** START OF EXTRACTED MATERIAL **

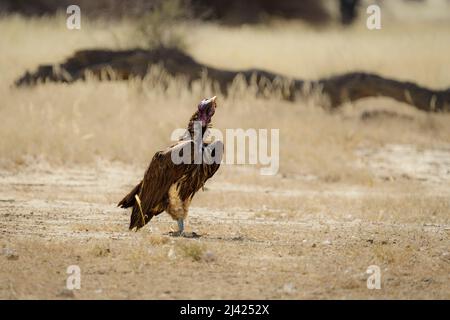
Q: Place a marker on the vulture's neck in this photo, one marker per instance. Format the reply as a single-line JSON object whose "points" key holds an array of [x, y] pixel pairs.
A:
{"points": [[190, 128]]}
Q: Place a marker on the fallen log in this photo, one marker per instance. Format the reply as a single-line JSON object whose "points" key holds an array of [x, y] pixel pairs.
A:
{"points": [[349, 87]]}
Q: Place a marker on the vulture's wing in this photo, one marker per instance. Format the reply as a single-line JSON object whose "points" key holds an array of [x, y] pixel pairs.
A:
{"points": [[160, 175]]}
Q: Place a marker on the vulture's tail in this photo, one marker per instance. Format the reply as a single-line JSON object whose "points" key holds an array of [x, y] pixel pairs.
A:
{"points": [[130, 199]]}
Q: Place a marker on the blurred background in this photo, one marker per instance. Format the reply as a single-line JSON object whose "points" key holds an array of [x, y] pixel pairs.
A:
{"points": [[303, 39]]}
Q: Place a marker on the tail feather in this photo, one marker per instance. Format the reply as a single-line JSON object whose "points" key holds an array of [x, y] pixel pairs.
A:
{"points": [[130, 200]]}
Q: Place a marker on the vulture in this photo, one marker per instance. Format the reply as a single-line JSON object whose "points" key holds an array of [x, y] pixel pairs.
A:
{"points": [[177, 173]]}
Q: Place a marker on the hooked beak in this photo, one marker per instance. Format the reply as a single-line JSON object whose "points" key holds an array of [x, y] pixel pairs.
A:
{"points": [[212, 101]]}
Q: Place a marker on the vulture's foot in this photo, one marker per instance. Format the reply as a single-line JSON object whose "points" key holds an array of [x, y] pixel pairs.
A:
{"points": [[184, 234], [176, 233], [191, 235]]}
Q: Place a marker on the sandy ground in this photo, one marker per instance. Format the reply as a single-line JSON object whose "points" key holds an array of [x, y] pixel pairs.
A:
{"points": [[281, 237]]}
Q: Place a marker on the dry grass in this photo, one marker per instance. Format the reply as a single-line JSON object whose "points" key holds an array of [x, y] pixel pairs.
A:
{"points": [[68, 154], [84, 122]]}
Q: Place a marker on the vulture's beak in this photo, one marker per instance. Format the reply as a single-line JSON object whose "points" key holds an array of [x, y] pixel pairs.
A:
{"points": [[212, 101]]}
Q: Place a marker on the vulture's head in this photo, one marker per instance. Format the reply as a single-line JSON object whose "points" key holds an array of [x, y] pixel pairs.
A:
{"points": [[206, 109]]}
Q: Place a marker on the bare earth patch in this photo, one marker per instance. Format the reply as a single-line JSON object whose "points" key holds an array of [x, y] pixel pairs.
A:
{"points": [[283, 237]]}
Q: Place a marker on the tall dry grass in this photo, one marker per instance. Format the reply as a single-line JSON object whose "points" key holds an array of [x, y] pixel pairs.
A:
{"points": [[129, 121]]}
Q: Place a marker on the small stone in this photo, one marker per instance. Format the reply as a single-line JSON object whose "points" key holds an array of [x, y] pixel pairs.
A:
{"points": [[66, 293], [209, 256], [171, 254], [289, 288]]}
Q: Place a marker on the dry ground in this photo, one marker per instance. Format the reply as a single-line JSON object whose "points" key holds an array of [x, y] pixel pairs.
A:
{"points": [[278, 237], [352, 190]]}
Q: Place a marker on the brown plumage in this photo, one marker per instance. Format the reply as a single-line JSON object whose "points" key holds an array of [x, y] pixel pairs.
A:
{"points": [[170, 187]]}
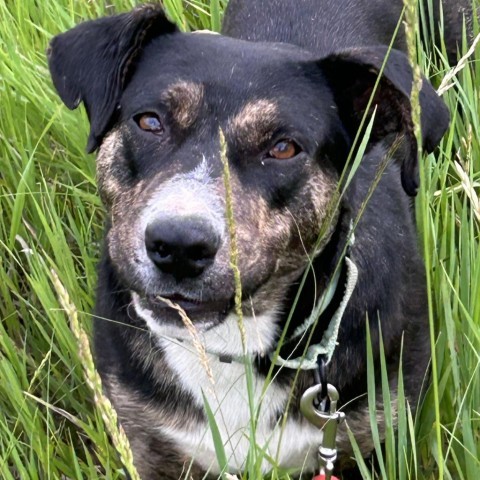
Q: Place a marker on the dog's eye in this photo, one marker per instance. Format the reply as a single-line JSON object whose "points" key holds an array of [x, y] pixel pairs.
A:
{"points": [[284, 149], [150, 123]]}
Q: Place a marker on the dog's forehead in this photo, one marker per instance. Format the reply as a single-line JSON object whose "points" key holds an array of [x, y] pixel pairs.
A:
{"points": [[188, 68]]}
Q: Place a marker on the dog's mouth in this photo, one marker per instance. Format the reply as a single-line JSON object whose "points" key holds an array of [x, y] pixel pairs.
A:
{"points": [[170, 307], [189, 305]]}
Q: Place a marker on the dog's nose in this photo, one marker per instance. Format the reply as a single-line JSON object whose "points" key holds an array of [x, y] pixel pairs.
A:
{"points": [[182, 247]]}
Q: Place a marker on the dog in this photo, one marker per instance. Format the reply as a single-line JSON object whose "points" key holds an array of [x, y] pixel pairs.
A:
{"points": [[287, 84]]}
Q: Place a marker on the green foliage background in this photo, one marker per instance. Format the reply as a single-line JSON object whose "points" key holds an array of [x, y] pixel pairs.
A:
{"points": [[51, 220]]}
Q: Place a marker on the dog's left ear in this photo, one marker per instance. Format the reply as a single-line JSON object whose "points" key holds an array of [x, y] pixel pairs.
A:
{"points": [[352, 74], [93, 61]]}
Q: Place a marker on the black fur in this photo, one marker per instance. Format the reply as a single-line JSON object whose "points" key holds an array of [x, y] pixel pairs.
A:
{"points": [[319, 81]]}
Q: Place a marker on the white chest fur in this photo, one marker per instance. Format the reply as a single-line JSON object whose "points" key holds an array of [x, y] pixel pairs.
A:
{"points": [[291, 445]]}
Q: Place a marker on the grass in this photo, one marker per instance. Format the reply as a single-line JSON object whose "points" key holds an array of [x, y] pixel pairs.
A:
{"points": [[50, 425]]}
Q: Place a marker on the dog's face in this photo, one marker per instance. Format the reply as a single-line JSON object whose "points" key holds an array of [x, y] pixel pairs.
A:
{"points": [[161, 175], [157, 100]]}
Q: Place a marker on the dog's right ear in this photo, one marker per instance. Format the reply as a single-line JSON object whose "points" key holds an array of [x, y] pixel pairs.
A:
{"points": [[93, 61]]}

** END OF EXTRACTED MATERIAL **

● AIM
Quote verbatim the line containing "Q: Place a marker on the dog's mouth" and every line after it through the end of the records above.

● SOLUTION
Q: Place a marker on the dog's mouth in this photo, one marker per instance. Format the reply as a single-line JSON object whose "points" key holds an array of [x, y] pixel pairs.
A:
{"points": [[170, 307], [189, 305]]}
Q: Place a marker on the dog's nose in this photo, one marker per instance. Format the reply as a single-line JSON object whose "points" key holds an array of [x, y] pixel pairs.
A:
{"points": [[182, 247]]}
Q: Place a marker on the dog in this photo, one marker per instance. Format the reply as a single-line JSON object whose "points" key holds an array of [x, y] pixel pairs.
A:
{"points": [[287, 84]]}
Q: Place a marker on the green foliage background in this photo, one marker per instance. Format the reply as a single-line JSON object whose "points" key holds an array of [x, y] pixel pairs.
A:
{"points": [[51, 220]]}
Q: Place a marker on the dog's left ear in this photo, one marker per instance. Format the reply as a single-line JSON object whose "points" key holds an array of [x, y] pixel pairs.
A:
{"points": [[352, 74], [93, 61]]}
Q: Place a marker on the black fur in this photo, one marker per instance. Format the reply as a single-line JSON object whose "points" key holds an array of [x, y] pixel pairs.
A:
{"points": [[319, 81]]}
Q: Place a marker on the white chest fur in this photo, one marker per instance. Format the reply as a single-line JSON object whose "points" key holds an array of [x, y] pixel pairs.
A:
{"points": [[291, 445]]}
Q: Place a marker on the grass in this photo, one marker per instance. Format the reply as a single-line JSON object whose "points" key holds an array of [x, y] pixel pairs.
A:
{"points": [[50, 425]]}
Q: Place a marker on the dog's face in this photo, one marker per instance. Format the reply as a single-line JSON object whose "points" key holds an array of [x, y] pixel pairs.
A:
{"points": [[161, 175], [157, 100]]}
Q: Place a marker on the dog's right ear in this photo, one marker per instance. Format the reply as a single-line JSON object whose "points" key holds an array of [x, y] pixel pairs.
A:
{"points": [[93, 61]]}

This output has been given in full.